### EXERCISE REQUIREMENTS
Lay out the records from the line with "Identify a point on every instance of the gray suit" to the line with "x=713 y=427" as a JSON list of strings, one string for each line, leaving out blank lines.

### RECORD SET
===============

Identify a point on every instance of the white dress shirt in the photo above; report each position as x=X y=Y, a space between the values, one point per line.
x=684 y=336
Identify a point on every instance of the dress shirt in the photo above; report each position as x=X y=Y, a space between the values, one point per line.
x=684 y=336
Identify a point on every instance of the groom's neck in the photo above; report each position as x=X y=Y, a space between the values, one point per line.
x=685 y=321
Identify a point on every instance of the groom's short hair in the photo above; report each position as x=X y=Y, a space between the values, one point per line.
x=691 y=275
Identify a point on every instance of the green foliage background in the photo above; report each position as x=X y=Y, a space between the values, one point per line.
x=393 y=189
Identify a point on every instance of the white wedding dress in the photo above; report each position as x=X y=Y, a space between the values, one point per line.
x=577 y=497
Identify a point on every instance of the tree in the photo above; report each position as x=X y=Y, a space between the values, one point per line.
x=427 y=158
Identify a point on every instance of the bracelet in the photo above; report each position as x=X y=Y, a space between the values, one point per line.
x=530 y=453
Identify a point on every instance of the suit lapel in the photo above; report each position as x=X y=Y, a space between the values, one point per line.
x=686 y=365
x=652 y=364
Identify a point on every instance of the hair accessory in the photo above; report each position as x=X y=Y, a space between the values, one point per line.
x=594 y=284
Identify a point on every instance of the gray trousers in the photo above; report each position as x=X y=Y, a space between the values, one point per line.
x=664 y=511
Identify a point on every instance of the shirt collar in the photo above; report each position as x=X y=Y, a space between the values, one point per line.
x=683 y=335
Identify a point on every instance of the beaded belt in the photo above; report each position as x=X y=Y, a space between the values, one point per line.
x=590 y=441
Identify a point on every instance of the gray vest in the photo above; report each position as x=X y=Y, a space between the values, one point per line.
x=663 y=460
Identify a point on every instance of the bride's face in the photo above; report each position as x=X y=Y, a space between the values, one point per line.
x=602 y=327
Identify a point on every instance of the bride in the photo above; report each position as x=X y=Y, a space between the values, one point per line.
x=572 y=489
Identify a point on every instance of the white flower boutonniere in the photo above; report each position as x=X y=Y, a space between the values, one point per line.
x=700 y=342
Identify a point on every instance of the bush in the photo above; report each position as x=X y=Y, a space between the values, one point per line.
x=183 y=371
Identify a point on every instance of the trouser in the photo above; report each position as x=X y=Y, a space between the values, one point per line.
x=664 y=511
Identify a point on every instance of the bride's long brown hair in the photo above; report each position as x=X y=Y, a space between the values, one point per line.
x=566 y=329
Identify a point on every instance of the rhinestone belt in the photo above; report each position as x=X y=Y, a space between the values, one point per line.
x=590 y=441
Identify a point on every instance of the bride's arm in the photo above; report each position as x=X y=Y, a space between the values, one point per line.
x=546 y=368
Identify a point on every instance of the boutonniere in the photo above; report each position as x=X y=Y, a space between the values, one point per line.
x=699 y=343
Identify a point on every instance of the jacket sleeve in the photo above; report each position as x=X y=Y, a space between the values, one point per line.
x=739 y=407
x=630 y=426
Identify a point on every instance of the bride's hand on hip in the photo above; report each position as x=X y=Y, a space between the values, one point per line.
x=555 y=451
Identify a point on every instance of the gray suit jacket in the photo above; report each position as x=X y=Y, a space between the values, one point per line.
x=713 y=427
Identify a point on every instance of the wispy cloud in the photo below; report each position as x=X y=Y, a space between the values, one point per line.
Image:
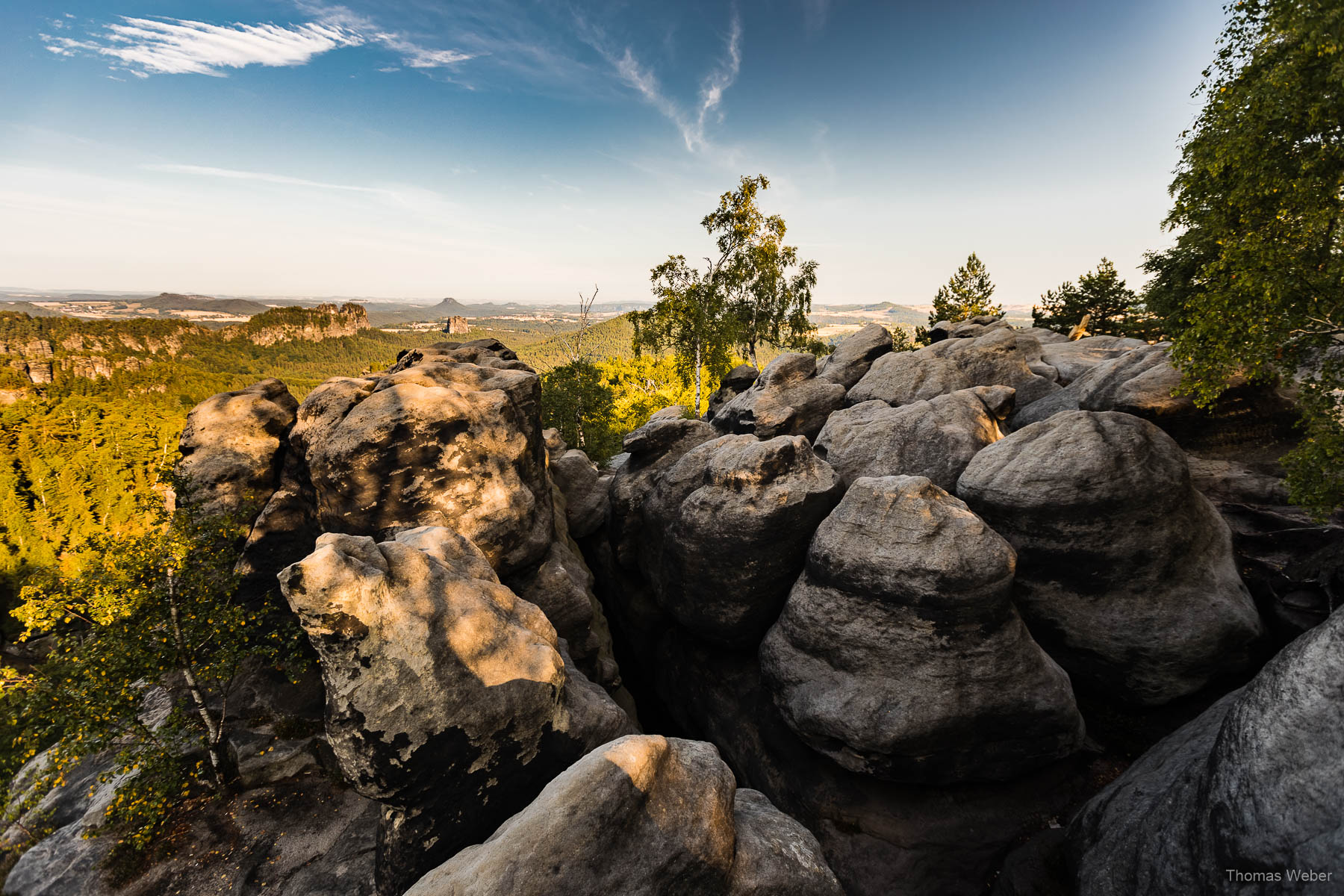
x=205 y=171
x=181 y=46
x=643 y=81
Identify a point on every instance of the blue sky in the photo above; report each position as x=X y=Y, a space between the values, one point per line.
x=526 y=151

===============

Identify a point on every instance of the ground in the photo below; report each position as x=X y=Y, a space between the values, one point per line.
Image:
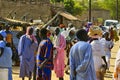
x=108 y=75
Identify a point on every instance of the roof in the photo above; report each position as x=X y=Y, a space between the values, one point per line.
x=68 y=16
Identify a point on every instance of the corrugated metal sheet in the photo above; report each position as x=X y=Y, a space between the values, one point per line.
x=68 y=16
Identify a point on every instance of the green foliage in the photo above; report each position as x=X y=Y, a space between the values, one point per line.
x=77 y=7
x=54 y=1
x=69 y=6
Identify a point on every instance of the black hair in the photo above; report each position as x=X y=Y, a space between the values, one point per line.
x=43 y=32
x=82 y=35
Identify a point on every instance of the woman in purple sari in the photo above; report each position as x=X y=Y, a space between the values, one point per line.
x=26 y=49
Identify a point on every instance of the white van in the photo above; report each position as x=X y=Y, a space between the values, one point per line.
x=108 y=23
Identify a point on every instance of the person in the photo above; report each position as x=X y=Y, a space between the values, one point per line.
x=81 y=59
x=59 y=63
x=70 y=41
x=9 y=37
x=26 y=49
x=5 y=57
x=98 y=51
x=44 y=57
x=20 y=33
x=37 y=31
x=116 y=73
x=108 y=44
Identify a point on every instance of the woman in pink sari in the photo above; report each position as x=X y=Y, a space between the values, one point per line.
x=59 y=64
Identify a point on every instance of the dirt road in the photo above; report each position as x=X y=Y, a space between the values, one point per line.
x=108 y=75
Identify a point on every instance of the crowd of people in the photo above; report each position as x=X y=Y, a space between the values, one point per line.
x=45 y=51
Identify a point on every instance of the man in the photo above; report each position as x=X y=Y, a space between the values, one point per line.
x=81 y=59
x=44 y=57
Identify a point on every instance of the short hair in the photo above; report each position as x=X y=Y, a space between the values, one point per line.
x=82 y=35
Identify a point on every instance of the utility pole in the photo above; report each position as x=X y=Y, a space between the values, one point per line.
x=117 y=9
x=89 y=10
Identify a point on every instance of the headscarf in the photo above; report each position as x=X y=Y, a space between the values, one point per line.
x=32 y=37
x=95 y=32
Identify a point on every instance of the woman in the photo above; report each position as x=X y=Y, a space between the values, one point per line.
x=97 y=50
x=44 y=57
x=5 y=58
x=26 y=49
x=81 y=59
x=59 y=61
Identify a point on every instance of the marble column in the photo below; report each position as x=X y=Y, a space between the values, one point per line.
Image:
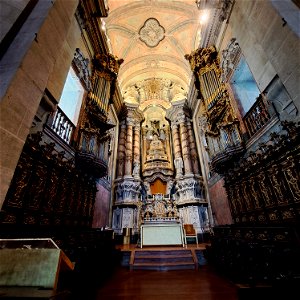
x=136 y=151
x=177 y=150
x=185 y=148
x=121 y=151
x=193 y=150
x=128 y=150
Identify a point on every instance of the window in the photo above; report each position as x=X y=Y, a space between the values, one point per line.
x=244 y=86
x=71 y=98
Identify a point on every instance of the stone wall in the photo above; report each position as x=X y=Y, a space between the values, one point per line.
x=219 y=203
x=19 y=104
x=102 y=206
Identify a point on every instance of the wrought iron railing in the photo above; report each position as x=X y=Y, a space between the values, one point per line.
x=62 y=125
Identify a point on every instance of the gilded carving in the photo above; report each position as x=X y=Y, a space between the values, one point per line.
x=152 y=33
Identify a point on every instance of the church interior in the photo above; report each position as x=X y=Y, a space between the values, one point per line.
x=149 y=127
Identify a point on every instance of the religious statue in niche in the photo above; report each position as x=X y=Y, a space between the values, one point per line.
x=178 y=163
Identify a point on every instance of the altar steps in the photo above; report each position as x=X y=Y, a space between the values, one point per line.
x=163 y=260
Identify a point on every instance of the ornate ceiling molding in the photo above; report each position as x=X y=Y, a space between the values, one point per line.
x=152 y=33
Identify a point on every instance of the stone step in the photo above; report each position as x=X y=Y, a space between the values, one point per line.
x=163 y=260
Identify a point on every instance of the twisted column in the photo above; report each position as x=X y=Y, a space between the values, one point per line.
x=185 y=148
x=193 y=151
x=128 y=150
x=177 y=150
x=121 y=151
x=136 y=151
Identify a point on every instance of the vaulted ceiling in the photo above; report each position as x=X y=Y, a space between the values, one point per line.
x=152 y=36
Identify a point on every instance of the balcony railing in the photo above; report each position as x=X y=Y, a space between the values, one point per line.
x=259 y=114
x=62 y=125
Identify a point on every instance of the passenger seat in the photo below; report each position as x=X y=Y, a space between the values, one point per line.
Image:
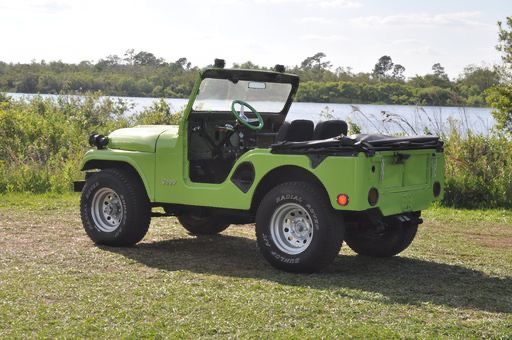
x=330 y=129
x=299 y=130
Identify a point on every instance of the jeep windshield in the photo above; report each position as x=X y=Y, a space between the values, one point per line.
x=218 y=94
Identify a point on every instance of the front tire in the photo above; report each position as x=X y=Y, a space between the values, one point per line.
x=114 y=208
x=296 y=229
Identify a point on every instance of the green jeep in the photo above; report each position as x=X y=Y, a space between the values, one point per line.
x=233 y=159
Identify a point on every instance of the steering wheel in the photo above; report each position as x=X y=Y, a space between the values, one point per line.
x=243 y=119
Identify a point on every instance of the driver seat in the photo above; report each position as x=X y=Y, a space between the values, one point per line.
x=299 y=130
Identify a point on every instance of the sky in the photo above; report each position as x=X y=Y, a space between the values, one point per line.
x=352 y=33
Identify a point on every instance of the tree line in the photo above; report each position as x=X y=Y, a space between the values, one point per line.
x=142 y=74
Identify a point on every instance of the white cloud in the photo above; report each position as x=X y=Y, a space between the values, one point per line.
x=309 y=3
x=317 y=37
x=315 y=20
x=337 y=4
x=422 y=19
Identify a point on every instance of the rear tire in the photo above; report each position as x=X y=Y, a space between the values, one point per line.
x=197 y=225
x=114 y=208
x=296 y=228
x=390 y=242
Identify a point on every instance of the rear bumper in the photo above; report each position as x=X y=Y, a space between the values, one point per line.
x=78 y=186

===============

### RESULT
[
  "Identify a point on every instance of the gray suit jacket in the photo above; report each position as x=X y=Y, a space between the values, one point per line.",
  "x=713 y=427"
]